[Saved entries]
= = = = = = =
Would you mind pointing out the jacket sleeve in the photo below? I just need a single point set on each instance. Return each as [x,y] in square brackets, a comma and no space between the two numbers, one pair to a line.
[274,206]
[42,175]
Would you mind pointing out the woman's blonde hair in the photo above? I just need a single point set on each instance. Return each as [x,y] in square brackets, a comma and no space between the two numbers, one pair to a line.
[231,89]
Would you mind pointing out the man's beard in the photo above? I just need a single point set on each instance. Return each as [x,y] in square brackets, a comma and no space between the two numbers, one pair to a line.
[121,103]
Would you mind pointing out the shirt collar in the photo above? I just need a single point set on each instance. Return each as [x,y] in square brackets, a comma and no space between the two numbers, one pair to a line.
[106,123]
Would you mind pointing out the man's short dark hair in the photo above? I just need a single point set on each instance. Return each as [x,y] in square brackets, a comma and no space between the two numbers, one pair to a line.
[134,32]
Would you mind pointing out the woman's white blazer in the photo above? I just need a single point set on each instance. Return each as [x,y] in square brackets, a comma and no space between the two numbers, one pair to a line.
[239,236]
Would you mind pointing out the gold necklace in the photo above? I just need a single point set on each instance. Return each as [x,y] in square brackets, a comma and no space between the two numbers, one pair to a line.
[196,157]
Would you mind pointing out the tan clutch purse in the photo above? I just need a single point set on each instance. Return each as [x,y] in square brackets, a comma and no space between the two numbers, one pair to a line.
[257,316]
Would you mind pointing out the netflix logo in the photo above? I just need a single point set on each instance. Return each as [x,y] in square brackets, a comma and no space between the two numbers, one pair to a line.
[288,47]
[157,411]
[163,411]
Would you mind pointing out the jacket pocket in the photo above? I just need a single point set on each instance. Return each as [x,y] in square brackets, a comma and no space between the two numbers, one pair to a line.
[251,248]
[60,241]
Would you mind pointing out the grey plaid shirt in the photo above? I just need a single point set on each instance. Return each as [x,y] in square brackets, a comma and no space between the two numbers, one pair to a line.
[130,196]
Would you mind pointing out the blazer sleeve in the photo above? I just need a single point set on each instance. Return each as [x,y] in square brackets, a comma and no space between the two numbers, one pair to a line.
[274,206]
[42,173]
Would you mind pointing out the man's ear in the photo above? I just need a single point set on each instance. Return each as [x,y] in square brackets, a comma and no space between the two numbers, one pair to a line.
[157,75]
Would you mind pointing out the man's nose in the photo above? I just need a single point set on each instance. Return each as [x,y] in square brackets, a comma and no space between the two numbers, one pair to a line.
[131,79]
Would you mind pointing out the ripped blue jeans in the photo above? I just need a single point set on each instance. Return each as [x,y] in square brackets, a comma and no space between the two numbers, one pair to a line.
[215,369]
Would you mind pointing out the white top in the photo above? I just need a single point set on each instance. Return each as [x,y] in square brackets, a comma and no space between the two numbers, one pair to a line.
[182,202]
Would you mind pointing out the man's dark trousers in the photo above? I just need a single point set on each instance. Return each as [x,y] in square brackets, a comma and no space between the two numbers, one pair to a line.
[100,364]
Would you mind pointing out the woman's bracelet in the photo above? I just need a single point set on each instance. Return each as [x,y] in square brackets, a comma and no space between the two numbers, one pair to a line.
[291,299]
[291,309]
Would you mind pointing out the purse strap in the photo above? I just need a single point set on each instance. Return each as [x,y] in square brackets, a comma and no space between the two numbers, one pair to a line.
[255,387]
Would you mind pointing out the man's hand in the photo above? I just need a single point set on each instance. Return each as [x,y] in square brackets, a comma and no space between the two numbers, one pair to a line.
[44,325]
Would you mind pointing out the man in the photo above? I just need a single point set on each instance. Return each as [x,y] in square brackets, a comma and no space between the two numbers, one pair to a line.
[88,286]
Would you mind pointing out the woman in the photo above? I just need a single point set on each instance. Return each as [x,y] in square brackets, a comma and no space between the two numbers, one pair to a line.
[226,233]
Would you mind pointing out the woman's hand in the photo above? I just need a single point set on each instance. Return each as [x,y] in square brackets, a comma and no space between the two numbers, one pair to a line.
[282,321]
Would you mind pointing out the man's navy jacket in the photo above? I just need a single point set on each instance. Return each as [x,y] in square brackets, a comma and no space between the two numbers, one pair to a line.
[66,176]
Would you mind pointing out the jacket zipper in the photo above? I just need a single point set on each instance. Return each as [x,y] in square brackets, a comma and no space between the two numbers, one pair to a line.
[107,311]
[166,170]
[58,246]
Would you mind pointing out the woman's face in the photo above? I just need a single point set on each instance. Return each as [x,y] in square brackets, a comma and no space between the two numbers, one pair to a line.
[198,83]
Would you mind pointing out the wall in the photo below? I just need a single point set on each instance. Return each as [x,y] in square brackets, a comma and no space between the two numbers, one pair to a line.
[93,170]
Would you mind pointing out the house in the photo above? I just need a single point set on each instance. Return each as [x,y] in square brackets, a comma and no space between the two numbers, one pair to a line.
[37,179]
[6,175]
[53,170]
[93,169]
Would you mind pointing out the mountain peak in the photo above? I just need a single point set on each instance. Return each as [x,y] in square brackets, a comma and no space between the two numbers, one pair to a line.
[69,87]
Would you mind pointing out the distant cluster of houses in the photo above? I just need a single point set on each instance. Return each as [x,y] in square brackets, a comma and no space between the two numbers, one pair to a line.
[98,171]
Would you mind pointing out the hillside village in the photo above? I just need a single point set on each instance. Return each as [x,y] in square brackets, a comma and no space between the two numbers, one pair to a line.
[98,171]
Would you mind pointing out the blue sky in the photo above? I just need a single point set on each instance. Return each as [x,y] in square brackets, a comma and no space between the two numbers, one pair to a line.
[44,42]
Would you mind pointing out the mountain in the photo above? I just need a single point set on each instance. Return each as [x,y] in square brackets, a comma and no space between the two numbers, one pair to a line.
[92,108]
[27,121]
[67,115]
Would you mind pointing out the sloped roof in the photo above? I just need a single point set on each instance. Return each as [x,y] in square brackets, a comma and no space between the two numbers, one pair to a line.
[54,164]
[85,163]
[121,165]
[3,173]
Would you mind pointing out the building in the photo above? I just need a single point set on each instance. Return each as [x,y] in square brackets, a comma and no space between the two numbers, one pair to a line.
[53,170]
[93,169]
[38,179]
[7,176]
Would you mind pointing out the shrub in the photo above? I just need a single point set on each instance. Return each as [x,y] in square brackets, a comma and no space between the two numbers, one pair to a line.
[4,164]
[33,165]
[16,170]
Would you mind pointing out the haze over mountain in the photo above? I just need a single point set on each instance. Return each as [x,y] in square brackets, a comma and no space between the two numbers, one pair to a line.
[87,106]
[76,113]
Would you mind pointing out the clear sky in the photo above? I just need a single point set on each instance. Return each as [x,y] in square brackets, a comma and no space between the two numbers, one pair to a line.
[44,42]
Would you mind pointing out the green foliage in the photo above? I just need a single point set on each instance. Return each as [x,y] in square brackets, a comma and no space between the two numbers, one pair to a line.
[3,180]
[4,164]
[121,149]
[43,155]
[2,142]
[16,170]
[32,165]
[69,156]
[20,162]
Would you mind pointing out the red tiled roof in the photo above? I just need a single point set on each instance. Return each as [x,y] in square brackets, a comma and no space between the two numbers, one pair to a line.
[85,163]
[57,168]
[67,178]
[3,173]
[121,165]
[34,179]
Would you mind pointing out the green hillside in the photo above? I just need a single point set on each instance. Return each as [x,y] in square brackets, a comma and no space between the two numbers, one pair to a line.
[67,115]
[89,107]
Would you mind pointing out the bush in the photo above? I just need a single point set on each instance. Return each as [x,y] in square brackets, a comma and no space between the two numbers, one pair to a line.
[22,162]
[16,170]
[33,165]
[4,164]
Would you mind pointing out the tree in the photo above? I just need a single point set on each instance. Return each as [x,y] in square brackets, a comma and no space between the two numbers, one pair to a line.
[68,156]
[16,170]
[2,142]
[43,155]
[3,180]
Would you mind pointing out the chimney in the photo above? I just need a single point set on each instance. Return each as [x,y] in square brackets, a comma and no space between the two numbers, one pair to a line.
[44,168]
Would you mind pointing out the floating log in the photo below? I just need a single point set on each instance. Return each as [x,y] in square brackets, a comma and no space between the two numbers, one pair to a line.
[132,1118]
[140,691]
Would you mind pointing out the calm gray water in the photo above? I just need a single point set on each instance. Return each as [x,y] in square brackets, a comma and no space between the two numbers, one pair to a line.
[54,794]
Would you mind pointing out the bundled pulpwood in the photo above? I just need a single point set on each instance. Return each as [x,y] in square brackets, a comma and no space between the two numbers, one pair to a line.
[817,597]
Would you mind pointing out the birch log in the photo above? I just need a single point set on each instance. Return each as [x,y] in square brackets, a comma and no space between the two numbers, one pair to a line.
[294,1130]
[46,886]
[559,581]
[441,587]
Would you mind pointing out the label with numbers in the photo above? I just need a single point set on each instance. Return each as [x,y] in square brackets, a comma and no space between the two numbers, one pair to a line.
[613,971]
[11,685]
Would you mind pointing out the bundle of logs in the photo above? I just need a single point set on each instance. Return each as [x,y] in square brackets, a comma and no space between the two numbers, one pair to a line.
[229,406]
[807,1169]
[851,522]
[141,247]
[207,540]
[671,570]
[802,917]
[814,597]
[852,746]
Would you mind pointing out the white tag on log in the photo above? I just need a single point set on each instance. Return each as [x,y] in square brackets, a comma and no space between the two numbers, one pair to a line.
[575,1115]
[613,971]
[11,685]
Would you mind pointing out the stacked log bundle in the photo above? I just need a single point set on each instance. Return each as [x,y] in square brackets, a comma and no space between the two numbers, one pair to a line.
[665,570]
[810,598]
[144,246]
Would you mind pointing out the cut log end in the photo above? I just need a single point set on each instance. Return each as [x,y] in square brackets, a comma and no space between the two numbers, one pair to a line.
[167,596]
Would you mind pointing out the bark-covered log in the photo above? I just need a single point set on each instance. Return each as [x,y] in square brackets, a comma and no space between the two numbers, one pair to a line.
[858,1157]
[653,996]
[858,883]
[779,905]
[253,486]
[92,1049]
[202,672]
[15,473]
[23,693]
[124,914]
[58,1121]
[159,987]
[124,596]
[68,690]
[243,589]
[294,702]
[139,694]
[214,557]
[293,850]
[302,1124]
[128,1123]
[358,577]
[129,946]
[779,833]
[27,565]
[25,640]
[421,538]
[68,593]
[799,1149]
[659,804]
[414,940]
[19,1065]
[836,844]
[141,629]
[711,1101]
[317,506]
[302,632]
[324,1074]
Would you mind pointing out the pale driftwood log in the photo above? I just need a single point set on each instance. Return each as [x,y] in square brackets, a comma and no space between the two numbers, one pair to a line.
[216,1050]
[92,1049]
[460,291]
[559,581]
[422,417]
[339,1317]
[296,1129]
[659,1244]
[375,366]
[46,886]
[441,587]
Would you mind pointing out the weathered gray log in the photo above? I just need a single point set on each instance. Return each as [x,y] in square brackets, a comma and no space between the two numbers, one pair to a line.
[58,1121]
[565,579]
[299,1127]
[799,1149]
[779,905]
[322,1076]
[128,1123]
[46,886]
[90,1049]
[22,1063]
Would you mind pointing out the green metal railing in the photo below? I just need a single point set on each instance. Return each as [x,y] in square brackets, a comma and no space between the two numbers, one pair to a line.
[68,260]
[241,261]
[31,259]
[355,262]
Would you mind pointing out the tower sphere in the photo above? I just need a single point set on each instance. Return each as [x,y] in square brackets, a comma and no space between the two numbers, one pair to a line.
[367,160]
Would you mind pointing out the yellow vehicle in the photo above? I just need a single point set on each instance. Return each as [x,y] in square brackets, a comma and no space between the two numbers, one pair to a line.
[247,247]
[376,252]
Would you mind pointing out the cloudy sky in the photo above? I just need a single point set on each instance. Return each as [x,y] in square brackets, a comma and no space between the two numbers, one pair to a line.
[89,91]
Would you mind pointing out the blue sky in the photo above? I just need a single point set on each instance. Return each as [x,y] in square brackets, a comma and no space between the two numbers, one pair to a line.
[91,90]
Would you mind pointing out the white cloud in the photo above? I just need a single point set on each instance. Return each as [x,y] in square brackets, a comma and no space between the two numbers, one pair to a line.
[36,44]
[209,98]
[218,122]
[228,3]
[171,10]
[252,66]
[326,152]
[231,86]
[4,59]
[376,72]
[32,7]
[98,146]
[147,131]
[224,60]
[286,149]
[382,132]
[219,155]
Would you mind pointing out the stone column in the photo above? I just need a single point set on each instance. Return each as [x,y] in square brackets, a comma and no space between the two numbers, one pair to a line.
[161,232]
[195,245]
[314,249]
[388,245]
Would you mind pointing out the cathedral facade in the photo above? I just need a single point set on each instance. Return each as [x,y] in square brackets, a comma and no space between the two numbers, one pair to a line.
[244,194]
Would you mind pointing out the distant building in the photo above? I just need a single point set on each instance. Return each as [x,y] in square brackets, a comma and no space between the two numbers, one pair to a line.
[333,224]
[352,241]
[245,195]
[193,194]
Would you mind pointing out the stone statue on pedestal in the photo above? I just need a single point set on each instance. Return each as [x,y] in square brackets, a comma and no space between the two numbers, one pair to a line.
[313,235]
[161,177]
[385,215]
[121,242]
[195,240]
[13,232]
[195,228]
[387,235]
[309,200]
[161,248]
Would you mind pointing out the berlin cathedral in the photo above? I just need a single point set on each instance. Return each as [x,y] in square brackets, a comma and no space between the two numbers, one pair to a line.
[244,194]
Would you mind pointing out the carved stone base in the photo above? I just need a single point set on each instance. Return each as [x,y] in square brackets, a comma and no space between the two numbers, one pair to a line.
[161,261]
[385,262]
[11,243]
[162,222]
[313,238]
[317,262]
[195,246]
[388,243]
= = = = = = =
PROBLEM:
Each line from the one containing "Would you mind pointing out the stone statue" to the close of the records must appear in the output exactly, and no other line.

WRITTEN SOLUTION:
Would you mind pointing out the stone statue on pedestal in the photo above? I just need a single point set on each instance. Return each as [x,y] in square brackets, a comma and no space between the two numbers, one pair to a line.
[313,235]
[161,177]
[385,215]
[121,242]
[195,240]
[13,232]
[195,228]
[387,235]
[309,200]
[161,248]
Would you mind pointing out the berlin cathedral in the photo above? I just need a single point set on each instance. Return each as [x,y] in square brackets, a comma and no space between the two numbers, one pair to a line.
[244,194]
Would you mind pointing out the carved stone base in the photo above? I just need a single point set on each instance. Return each as [x,y] in square brackets, a comma and no space between the two numbers, one pair to a line.
[161,261]
[385,262]
[11,243]
[162,222]
[313,238]
[317,262]
[195,246]
[388,243]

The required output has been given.